Brunner defiende su territorio

En su lapidario libro “Nueva Mayoría, Fin de una Ilusión”, José Joaquín Brunner se come su plato frío. No sólo porque ajusta cuentas con los intelectuales que dieron sustento al “programa” de Bachelet –¿vieron que no era tan simple?, parece decirles–, sino porque también se toma el tiempo de diseccionar cada uno de los innumerables errores que atribuye a este gobierno. El resultado es un arsenal de argumentos y adjetivos con el sello de un polemista curtido, ávido de desmontar relatos refundacionales aunque no tanto de renovar el suyo propio, a riesgo de que el plato se le enfríe más de la cuenta.

Por

Brunner

Navegante en tierra firme, Brunner le llama “cuaderno de bitácora” a esta colección de ensayos escritos durante el último tercio de 2014 y todo el 2015. Se trata de versiones corregidas de sus artículos publicados en El Líbero, y que al tomar la forma de un libro ofrecen –al costo inevitable de ciertas repeticiones– una visión de conjunto de los tiempos que corren bosquejada por un intelectual que todavía se apasiona y que conoce el arte de gobernar desde la academia y desde La Moneda.

Los antagonistas de esta “travesía” están claramente definidos: los ideólogos y políticos que, a partir de un balance agridulce de la obra de la Concertación, llevaron la voz cantante de la Nueva Mayoría (NM) o del “otro modelo”, expresión que Brunner cita con persistencia –casi tanto como “retroexcavadora”– aunque sin nombrar a los autores del libro que la instaló en el debate (Atria, Joignant, Couso, Benavente y Larraín). Como afirma Carlos Peña en el prólogo, Brunner defiende en este libro el territorio discursivo que aquel bando salió a disputar, y del cual “no está dispuesto a ceder un ápice”. Representa así a quienes proyectaron, desde el poder y desde las ideas, la carta de navegación de la transición, y que a partir del 2011 debieron tolerar que se denostara con pasión de multitudes su macizo legado.

A esos antagonistas, Brunner les reprocha una “exaltada e ilusoria retórica”, si bien cuidarse de la hipérbole tampoco es su prioridad a la hora de caracterizarlos. Así bautiza a los bandos: los amantes del programa de Bachelet –“escrito en el cielo, con letras doradas”– son los “rupturistas”, mientras los críticos de esas reformas son los “reformistas”. Nomenclatura que le permite desterrar a una especie de limbo político –ni reformistas ni revolucionarios– a quienes promueven reformas que él estima imprudentes, mientras atribuye al bloque reformista –simbolizado por Edgardo Boeninger, “amigo y maestro” al que dedica el libro– virtudes de lo más recomendables (por lo menos las categorías de “autocomplacientes” y “autoflagelantes” deformaban ambas posiciones por igual). Así, el bloque rupturista “entiende el programa como un dogma que debe ser impuesto mediante una operación de retroexcavadora”, mientras “el bloque reformista representa una visión realista del programa”. Los primeros quieren “avanzar sin transar” y los segundos, “en la medida de lo posible”. En los rupturistas hay “un pathos revolucionario que resuena con sentimientos antisistema y con utopías futuristas”, dado que “el mandato del gobierno es claro e irrenunciable: refundar la república”. En cambio, los reformistas “son propensos a la realización, la deliberación reflexiva, rehúyen los momentos carismáticos de la política y suelen hablar el lenguaje ético de la responsabilidad compartida como límite de las propias convicciones”.

* Tus instrucciones *
Reproduce sin ningún cambio todo lo que va en la reseña sobre el libro de Brunner desde "Los antagonistas de" hasta "su macizo legado.". Los datos que vienen a continuación son material aparte, sin relación con la reseña.

* Entradas de datos *
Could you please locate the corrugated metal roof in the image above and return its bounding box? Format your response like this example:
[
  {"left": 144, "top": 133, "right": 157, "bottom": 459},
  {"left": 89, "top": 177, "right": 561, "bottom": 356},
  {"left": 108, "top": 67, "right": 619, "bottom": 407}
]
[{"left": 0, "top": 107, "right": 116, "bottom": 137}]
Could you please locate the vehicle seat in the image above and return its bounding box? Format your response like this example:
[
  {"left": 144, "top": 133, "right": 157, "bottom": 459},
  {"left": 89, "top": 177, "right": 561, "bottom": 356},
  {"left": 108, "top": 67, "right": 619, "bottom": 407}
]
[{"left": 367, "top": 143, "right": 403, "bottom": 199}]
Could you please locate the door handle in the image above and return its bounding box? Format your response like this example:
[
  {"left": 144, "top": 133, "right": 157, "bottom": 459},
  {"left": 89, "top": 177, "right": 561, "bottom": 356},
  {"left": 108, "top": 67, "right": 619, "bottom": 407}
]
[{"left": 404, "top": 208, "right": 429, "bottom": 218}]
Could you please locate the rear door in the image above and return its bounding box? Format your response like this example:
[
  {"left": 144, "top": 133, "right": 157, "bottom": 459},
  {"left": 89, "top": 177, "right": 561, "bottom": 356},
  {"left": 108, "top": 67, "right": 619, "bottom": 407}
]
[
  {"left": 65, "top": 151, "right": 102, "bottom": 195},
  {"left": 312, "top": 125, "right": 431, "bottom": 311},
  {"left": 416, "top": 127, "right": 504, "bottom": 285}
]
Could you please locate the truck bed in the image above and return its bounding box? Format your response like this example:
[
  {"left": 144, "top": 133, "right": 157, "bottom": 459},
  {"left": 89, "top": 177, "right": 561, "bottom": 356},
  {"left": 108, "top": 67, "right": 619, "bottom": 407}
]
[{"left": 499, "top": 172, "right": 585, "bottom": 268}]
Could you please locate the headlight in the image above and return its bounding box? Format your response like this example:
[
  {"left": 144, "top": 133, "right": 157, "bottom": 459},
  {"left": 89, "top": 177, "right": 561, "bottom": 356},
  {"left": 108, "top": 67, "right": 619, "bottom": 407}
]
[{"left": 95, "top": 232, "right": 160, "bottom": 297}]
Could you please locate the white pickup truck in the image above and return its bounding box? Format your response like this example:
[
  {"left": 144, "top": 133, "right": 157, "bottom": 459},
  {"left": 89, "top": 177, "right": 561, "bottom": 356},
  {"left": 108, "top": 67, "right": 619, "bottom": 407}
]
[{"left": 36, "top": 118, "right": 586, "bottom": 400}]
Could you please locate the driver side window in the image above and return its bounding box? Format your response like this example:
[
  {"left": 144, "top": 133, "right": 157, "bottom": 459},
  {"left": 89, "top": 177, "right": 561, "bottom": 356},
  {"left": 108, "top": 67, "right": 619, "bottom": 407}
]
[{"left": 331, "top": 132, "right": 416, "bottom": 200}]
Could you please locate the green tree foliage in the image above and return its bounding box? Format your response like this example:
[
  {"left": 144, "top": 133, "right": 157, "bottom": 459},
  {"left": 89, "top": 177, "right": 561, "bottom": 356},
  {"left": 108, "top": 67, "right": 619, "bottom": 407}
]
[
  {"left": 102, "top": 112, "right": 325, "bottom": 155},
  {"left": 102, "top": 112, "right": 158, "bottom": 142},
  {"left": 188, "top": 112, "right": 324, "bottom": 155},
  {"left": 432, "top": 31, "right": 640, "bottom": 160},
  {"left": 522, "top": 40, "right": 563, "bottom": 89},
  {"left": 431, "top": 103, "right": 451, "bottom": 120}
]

* Resultado *
Los antagonistas de esta “travesía” están claramente definidos: los ideólogos y políticos que, a partir de un balance agridulce de la obra de la Concertación, llevaron la voz cantante de la Nueva Mayoría (NM) o del “otro modelo”, expresión que Brunner cita con persistencia –casi tanto como “retroexcavadora”– aunque sin nombrar a los autores del libro que la instaló en el debate (Atria, Joignant, Couso, Benavente y Larraín). Como afirma Carlos Peña en el prólogo, Brunner defiende en este libro el territorio discursivo que aquel bando salió a disputar, y del cual “no está dispuesto a ceder un ápice”. Representa así a quienes proyectaron, desde el poder y desde las ideas, la carta de navegación de la transición, y que a partir del 2011 debieron tolerar que se denostara con pasión de multitudes su macizo legado.